WHAT THE EXERCISE ASKS
Type the listing below out again exactly. No images.

SUPPLIED DATA
== Segment start ==
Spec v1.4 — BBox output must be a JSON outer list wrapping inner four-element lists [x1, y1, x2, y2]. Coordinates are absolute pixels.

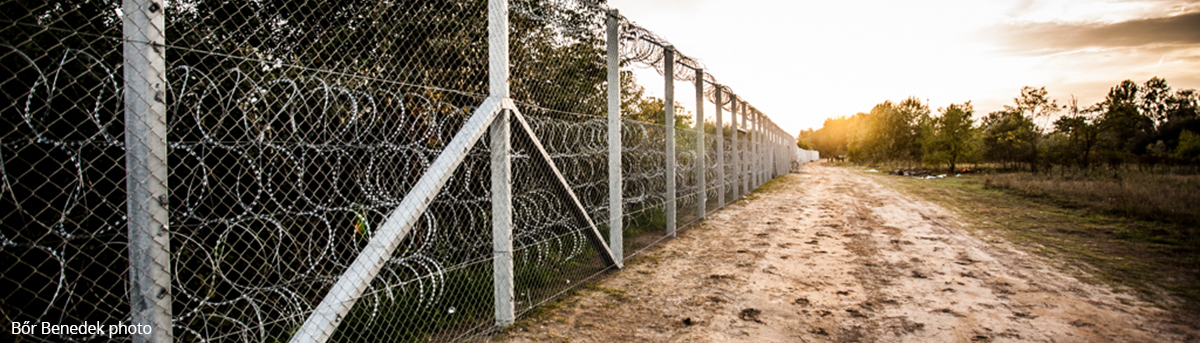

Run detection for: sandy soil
[[499, 163, 1198, 342]]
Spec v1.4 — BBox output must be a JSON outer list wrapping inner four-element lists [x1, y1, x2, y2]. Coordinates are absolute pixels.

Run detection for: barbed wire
[[1, 1, 798, 342]]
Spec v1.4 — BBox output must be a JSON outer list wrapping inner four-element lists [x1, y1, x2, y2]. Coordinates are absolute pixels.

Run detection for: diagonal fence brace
[[290, 96, 503, 343], [509, 106, 622, 269]]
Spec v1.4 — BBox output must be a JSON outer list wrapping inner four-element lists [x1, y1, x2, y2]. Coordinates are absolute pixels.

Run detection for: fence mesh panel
[[3, 2, 137, 342], [619, 118, 669, 257], [2, 0, 805, 342]]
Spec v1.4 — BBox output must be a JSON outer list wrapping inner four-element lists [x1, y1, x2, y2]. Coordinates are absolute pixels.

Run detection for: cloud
== Segment end ==
TASK ANSWER
Spec v1.4 — BBox output must be a JSON outer list wrapping inner four-element lists [x1, y1, x2, y2]. Coordinates are absolute pixels.


Run detection for: sandy soil
[[499, 163, 1198, 342]]
Spec v1.4 — BBox output must be a JSON outer list wrapping inner four-element lists [x1, y1, x2, y2]. Coordinates are absolute pixels.

Run detection for: barbed wire
[[1, 1, 798, 342]]
Spec v1.4 — BBox output must be a JSON outer list wrapping inner four-element lists [x1, y1, x2, y2]. Coordinates are absolute pixels.

Run detection for: diagonal fence brace
[[290, 96, 503, 343], [509, 106, 622, 269]]
Spec v1.4 — BBox output must be a JSON outer list wrapping inner four-element lists [x1, y1, x2, y2]. Coordinates are absolute pixels.

Run detection for: fence mesh panel
[[3, 2, 137, 342], [619, 118, 669, 257], [2, 0, 805, 342]]
Spec v1.4 — BBox output must be a JSON outer list wrapping inner four-element lists [x1, y1, x2, y2]. Coordinates are absolute pixels.

Run detection for: cloud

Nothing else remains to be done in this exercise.